▸ **Aim of the exercise**
Pick out each line in the records that contains the string "fence" and copy those lines.

▸ **Source data**
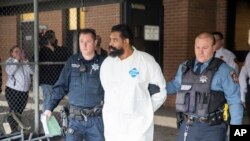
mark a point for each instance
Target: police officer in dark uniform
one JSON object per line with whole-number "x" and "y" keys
{"x": 203, "y": 86}
{"x": 80, "y": 80}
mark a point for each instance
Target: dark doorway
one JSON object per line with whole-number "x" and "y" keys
{"x": 145, "y": 17}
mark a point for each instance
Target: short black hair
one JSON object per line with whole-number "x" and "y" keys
{"x": 88, "y": 31}
{"x": 126, "y": 32}
{"x": 219, "y": 34}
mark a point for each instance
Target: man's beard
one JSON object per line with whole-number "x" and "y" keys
{"x": 114, "y": 52}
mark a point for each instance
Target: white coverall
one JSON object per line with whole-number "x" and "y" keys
{"x": 128, "y": 107}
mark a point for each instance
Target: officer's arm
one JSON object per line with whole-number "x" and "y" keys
{"x": 232, "y": 94}
{"x": 243, "y": 83}
{"x": 61, "y": 87}
{"x": 174, "y": 85}
{"x": 157, "y": 78}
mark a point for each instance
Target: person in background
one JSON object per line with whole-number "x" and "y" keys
{"x": 223, "y": 53}
{"x": 80, "y": 80}
{"x": 18, "y": 84}
{"x": 99, "y": 49}
{"x": 245, "y": 84}
{"x": 1, "y": 79}
{"x": 203, "y": 85}
{"x": 49, "y": 73}
{"x": 126, "y": 76}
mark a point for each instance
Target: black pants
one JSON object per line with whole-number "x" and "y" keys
{"x": 17, "y": 101}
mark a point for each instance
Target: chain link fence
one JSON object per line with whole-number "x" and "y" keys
{"x": 46, "y": 34}
{"x": 18, "y": 60}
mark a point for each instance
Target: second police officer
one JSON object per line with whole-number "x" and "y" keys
{"x": 80, "y": 80}
{"x": 203, "y": 85}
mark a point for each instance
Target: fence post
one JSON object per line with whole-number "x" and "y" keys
{"x": 36, "y": 78}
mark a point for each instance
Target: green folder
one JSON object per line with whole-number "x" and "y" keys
{"x": 51, "y": 126}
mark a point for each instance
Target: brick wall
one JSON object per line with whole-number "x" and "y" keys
{"x": 53, "y": 20}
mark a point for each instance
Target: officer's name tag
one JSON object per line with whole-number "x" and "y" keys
{"x": 186, "y": 87}
{"x": 239, "y": 132}
{"x": 75, "y": 65}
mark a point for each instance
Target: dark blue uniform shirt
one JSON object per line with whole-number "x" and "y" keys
{"x": 80, "y": 80}
{"x": 222, "y": 81}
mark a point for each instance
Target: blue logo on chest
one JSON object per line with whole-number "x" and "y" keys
{"x": 134, "y": 72}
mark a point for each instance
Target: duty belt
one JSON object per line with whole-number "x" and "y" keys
{"x": 212, "y": 119}
{"x": 84, "y": 113}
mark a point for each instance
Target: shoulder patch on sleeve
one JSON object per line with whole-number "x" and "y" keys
{"x": 234, "y": 77}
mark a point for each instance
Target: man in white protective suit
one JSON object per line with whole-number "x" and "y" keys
{"x": 134, "y": 89}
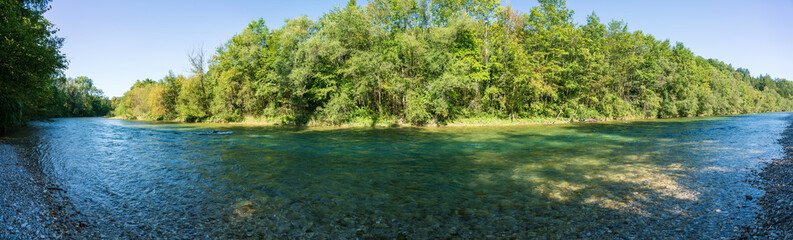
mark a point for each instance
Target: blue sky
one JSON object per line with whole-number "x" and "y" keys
{"x": 117, "y": 42}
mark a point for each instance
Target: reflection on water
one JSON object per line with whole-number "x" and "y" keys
{"x": 647, "y": 178}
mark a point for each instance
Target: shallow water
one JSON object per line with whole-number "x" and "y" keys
{"x": 683, "y": 178}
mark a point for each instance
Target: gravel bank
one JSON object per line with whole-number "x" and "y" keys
{"x": 775, "y": 220}
{"x": 30, "y": 206}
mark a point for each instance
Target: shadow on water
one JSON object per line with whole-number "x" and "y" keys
{"x": 652, "y": 179}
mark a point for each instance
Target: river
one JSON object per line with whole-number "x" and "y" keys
{"x": 682, "y": 178}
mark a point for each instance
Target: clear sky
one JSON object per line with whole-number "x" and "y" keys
{"x": 117, "y": 42}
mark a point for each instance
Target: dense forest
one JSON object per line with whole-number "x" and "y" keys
{"x": 434, "y": 62}
{"x": 32, "y": 85}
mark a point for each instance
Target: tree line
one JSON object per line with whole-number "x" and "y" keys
{"x": 32, "y": 85}
{"x": 437, "y": 61}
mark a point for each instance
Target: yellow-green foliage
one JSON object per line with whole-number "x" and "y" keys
{"x": 464, "y": 60}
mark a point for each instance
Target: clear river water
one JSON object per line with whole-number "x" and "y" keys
{"x": 680, "y": 178}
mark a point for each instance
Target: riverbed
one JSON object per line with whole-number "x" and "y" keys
{"x": 681, "y": 178}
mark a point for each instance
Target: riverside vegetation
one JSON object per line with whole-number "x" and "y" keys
{"x": 440, "y": 62}
{"x": 32, "y": 85}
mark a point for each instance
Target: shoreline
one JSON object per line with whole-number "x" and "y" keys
{"x": 460, "y": 123}
{"x": 775, "y": 219}
{"x": 32, "y": 206}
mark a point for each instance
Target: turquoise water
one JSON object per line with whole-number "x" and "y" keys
{"x": 683, "y": 178}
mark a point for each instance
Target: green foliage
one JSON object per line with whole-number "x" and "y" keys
{"x": 30, "y": 57}
{"x": 438, "y": 61}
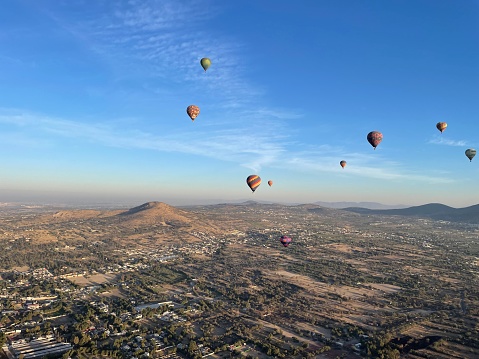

▸ **Solution to the problem**
Target: chain link fence
Target: fence post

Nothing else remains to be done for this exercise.